begin PROVIDED RECORDS
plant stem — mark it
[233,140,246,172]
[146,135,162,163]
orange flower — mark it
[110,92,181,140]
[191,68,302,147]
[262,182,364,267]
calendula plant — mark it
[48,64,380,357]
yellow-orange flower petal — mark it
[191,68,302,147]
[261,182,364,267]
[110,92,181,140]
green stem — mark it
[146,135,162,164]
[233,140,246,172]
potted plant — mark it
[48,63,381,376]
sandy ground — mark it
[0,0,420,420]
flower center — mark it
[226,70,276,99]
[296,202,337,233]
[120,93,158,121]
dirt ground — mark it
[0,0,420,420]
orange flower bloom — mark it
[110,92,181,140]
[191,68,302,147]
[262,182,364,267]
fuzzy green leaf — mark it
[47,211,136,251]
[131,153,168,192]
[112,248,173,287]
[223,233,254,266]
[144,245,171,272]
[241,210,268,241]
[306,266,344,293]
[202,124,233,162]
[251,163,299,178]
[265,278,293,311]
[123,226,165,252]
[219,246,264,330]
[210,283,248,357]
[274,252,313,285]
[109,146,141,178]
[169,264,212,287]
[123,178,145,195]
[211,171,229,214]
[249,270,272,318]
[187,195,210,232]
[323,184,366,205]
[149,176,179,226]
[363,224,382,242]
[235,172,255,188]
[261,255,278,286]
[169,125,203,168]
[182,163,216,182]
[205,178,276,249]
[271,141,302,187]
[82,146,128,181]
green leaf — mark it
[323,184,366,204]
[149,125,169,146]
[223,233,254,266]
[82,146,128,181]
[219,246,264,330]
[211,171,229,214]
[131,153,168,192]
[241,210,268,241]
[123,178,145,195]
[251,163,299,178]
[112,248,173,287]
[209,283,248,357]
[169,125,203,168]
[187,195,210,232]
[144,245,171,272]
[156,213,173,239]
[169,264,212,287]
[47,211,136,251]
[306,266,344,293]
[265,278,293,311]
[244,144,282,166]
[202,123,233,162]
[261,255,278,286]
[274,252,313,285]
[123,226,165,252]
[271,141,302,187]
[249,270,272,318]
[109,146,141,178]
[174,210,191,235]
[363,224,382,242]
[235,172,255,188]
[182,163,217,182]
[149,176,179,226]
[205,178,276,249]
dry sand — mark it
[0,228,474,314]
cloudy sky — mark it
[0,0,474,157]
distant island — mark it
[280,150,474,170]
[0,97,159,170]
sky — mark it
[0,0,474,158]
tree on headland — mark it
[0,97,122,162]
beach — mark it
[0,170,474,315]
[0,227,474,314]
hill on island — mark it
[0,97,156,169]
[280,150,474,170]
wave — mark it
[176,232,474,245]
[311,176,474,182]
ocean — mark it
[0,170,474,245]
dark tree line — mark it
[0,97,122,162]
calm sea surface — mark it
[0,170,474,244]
end PROVIDED RECORDS
● INSTRUCTIONS TO FOLLOW
Please print all of the items above again, unchanged and in the same order.

● EXERCISE OUTPUT
plant stem — mark it
[233,140,246,172]
[146,135,162,163]
orange flower — mark it
[110,92,181,140]
[191,68,302,147]
[262,182,364,267]
calendula plant — mark it
[48,64,380,357]
yellow-orange flower petal — mark it
[191,68,302,147]
[261,182,364,267]
[110,92,181,140]
green stem — mark it
[146,135,162,164]
[233,140,246,172]
potted plant — mark it
[48,63,381,376]
sandy ground — mark it
[0,0,420,420]
flower center — mark it
[226,70,276,99]
[296,202,337,233]
[120,93,158,121]
dirt ground — mark it
[0,0,420,420]
orange flower bloom — mark it
[110,92,181,140]
[191,68,302,147]
[262,182,364,267]
fuzzy green leaf — mark it
[47,211,136,251]
[131,153,168,192]
[112,248,173,287]
[223,233,254,266]
[144,245,171,272]
[241,210,268,241]
[306,266,344,293]
[202,124,233,162]
[251,163,299,178]
[265,278,293,311]
[123,226,165,252]
[219,246,264,330]
[210,283,248,357]
[274,252,313,285]
[109,146,141,178]
[169,264,212,287]
[123,178,145,195]
[211,171,229,214]
[249,270,272,318]
[187,195,210,232]
[323,184,366,205]
[149,176,179,226]
[363,224,382,242]
[235,172,255,188]
[261,255,278,286]
[169,125,203,168]
[182,163,216,182]
[205,178,276,249]
[271,141,302,187]
[82,146,128,181]
green leaf — mark it
[323,184,366,204]
[149,125,169,146]
[223,233,254,266]
[82,146,128,181]
[219,246,264,330]
[211,171,229,214]
[131,153,168,192]
[241,210,268,241]
[123,178,145,195]
[251,163,299,178]
[112,248,173,287]
[209,283,248,357]
[169,125,203,168]
[187,195,210,232]
[144,245,171,272]
[156,213,173,239]
[169,264,212,287]
[47,211,136,251]
[306,266,344,293]
[265,278,293,311]
[244,144,282,166]
[202,123,233,162]
[261,255,278,286]
[274,252,313,285]
[123,226,165,252]
[271,141,302,187]
[249,270,272,318]
[109,146,141,178]
[174,210,191,235]
[363,224,382,242]
[235,172,255,188]
[182,163,217,182]
[149,176,179,226]
[205,178,276,249]
dry sand — mark it
[0,228,474,314]
cloudy sky — mark it
[0,0,474,157]
distant island — mark it
[280,150,474,170]
[0,97,159,170]
sky — mark it
[0,0,474,158]
tree on headland — mark it
[0,97,122,162]
beach — mark it
[0,170,474,315]
[0,227,474,314]
hill on island — mark it
[0,97,156,169]
[280,150,474,170]
wave — mark it
[176,232,474,245]
[311,176,474,182]
ocean — mark it
[0,170,474,245]
dark tree line — mark it
[0,97,122,162]
calm sea surface — mark it
[0,170,474,244]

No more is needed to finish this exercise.